▸ **Problem to solve**: Exact reproduction is required for all entries.

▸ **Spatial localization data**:
+ + + + + + +
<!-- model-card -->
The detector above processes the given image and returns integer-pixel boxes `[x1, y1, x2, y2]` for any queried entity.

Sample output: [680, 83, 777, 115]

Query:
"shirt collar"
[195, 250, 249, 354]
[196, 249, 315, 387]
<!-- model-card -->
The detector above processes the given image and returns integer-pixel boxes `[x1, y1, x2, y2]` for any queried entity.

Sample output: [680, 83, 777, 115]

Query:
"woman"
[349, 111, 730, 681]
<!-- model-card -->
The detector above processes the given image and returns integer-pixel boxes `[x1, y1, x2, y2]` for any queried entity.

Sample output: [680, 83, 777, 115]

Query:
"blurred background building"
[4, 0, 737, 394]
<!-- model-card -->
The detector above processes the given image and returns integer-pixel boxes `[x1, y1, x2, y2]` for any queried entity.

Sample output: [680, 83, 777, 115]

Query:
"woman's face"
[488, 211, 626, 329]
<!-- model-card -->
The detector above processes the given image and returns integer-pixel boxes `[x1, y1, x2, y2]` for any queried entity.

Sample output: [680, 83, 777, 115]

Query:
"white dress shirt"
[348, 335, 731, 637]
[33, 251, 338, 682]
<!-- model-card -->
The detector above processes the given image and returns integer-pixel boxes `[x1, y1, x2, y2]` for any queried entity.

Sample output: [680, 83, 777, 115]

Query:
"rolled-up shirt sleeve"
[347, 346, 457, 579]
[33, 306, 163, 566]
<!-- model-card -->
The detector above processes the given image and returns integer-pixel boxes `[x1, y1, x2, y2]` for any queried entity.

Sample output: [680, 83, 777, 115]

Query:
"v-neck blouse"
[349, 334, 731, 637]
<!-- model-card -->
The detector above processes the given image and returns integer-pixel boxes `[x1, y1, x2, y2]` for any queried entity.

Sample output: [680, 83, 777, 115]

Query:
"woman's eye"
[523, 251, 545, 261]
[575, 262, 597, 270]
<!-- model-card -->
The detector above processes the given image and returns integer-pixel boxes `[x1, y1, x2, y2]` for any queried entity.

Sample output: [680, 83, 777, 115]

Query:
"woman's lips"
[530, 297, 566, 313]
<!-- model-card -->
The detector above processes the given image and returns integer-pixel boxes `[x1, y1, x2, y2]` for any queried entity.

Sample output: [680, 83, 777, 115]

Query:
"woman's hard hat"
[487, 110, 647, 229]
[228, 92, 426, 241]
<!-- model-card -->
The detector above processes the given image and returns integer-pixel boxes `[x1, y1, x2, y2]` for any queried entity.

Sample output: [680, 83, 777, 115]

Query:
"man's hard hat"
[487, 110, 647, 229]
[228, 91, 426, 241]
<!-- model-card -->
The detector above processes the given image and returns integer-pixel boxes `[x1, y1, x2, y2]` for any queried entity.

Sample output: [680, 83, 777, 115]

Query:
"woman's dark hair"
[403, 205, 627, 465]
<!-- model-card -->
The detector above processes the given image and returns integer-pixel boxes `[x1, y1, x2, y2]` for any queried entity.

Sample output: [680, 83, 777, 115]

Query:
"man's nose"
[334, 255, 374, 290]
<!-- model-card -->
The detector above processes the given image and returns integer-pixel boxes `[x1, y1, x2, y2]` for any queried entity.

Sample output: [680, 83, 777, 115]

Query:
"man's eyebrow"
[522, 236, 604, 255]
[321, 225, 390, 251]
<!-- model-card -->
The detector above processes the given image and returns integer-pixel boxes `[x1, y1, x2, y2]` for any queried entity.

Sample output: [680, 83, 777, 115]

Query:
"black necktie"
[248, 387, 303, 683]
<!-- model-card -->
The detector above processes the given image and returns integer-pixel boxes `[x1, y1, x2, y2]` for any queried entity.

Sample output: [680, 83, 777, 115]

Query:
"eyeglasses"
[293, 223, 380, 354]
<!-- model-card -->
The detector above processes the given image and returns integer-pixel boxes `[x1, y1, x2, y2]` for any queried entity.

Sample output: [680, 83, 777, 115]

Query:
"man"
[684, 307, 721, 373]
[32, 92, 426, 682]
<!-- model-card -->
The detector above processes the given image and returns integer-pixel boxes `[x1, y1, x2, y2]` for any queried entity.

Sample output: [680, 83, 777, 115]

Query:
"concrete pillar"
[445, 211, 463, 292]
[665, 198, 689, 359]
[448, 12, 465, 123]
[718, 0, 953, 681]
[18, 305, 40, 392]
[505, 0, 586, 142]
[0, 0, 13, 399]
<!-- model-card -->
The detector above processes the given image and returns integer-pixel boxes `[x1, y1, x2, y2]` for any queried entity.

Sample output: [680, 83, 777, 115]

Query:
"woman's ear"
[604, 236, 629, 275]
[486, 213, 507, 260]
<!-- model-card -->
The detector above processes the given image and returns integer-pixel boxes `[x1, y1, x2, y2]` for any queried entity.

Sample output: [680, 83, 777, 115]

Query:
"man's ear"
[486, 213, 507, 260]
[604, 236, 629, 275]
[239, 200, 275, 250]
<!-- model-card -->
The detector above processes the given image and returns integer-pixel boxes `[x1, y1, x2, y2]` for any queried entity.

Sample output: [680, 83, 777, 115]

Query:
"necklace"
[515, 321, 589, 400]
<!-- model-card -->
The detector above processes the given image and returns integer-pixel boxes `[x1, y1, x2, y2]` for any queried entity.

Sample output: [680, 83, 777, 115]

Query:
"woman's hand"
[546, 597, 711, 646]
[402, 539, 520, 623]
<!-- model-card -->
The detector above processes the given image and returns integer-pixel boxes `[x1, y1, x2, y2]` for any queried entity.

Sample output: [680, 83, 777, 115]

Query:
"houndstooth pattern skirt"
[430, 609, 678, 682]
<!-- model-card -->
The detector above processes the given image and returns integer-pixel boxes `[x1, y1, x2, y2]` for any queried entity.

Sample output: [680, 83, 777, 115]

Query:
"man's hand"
+ + + + + + +
▸ **Response to the task**:
<!-- model-card -->
The detector above processes the given image and returns integer-pixel boxes `[x1, y1, x2, y2]` for any queried entity.

Sample output: [680, 83, 777, 115]

Query:
"shirt collar"
[195, 250, 249, 354]
[196, 249, 315, 387]
<!-- model-card -->
The detector above processes the given image and returns integer-pixel boxes `[x1, y1, x2, y2]` for any queried entity.

Sample output: [680, 83, 777, 115]

Query:
"woman"
[349, 111, 730, 681]
<!-- model-card -->
The detector above processes the given image and returns integer-pixel boxes `[x1, y1, x2, y2]` for any queried entity.

Sample output: [680, 83, 777, 115]

Query:
"blurred background building"
[4, 0, 737, 394]
<!-- model-card -->
The detector above processes the given image and returns integer-pixel boxes `[x1, y1, x2, y2]` for any queried entity.

Sample output: [680, 83, 777, 115]

Query:
"woman's face"
[488, 211, 626, 329]
<!-- model-card -->
The detector above processes the given image and returns integer-pixel boxes `[x1, y1, x2, y2]` for any queried entity.

Sample output: [680, 83, 777, 115]

Query:
"white dress shirt"
[348, 335, 731, 637]
[33, 251, 338, 682]
<!-- model-card -->
The detector above processes the given image and returns integer-pixel boxes `[x1, y1, x2, y2]` for any queried entity.

Sample output: [680, 83, 777, 115]

Query:
"rolled-up shirt sleeve"
[347, 346, 457, 579]
[33, 306, 163, 566]
<!-- model-card -->
The detector above processes the given image and returns integer-pixel boxes `[x1, y1, x2, y2]` for any queried entity.

Sample output: [680, 83, 777, 115]

Query:
"v-neck blouse"
[349, 334, 731, 637]
<!-- model-card -->
The detector above processes the given image and returns integer-pixel boxes `[x1, y1, x2, y2]` for any queried entity.

Sample output: [680, 83, 777, 115]

Query:
"woman's eye"
[523, 251, 545, 261]
[575, 262, 597, 270]
<!-- model-card -->
The detector above processes the given image and returns integer-pixel boxes `[x1, y1, x2, y2]` for any queried entity.

Sample output: [680, 83, 777, 115]

Query:
"woman's lips"
[530, 297, 566, 313]
<!-- model-card -->
The detector above processes the given image and returns integer-pixel boxes `[x1, y1, x2, y2]` for any queried entity.

Sample output: [680, 83, 777, 115]

Query:
"woman's hard hat"
[487, 110, 647, 229]
[228, 92, 426, 241]
<!-- model-card -->
The detector above processes the given image and returns integer-pixel boxes `[x1, y1, x2, y2]` for any queried entity.

Sample output: [680, 83, 777, 115]

Query:
"man's hard hat"
[487, 110, 647, 229]
[228, 91, 426, 241]
<!-- model-card -->
The detector above processes the given image and returns integer-pixel boxes `[x1, y1, x2, y2]` for any queried entity.

Sample output: [680, 83, 777, 115]

Query:
"woman's dark hair"
[403, 205, 627, 465]
<!-- model-card -->
The detector above processes the given image and returns integer-pixel boxes `[x1, y1, x2, y2]` for any queried entity.

Sample output: [680, 83, 777, 115]

Query:
"man's nose"
[334, 255, 374, 290]
<!-- model-card -->
The detector above processes the given image and returns integer-pixel boxes `[x1, y1, x2, y2]` for any queried entity.

Sample output: [680, 83, 777, 115]

Query:
"man's eyebrow"
[522, 236, 604, 255]
[321, 225, 390, 251]
<!-- model-card -->
The detector above processes the given image and returns integer-pixel boxes `[x1, y1, x2, y2]` for any queried entity.

Sample output: [680, 83, 777, 115]

Query:
"black necktie"
[248, 387, 303, 683]
<!-- model-card -->
The detector above processes the given image and returns integer-pixel boxes `[x1, y1, x2, y2]` for any queried entity.

Sample output: [680, 83, 777, 115]

Query:
"eyeglasses"
[293, 223, 380, 354]
<!-- model-card -->
The detector above processes the given image and returns integer-pixel boxes `[x1, y1, x2, y2]` for any queried entity.

Sample output: [680, 83, 777, 115]

Query:
"man"
[684, 307, 721, 373]
[32, 92, 426, 682]
<!-- model-card -->
The detector above processes the given image and returns integer-pixel boxes `[x1, y1, x2, y2]` for any queried entity.

Sample output: [680, 83, 777, 115]

Query:
"concrete pillar"
[445, 211, 463, 292]
[665, 198, 689, 359]
[448, 12, 465, 123]
[718, 0, 953, 681]
[18, 305, 40, 392]
[505, 0, 586, 142]
[0, 0, 13, 399]
<!-- model-card -->
The detector above processes the given image and returns integer-pixel boxes `[x1, y1, x2, y2]` for any queried entity.

Sample output: [680, 83, 777, 115]

Query:
"woman's ear"
[604, 236, 629, 275]
[486, 213, 507, 260]
<!-- model-card -->
The detector above processes the given image and returns integer-pixel boxes `[x1, y1, x2, y2]` for any queried entity.

Sample output: [680, 83, 777, 115]

Query:
"man's ear"
[486, 213, 507, 260]
[604, 236, 629, 275]
[239, 200, 275, 250]
<!-- model-card -->
The detector above processes the given image and returns integer-pixel boxes `[x1, y1, x2, y2]` for any queried entity.

Sample output: [680, 83, 777, 115]

Query:
"necklace"
[515, 321, 589, 400]
<!-- model-card -->
The detector above processes the given image and returns integer-pixel boxes `[x1, y1, x2, y2]` for any queried entity.

Sample output: [680, 83, 777, 115]

Query:
"woman's hand"
[546, 597, 711, 646]
[402, 539, 520, 623]
<!-- model-card -->
The detector above processes the given image and returns integer-pixel boxes `[x1, y1, x2, y2]` for any queried entity.

Sample output: [680, 83, 777, 115]

Query:
"houndstooth pattern skirt"
[430, 609, 678, 682]
<!-- model-card -->
The detector above processes the given image and returns integer-pixel boxes `[x1, y1, x2, y2]` for any queried entity.

Sample output: [680, 83, 777, 115]

Query:
"man's hand"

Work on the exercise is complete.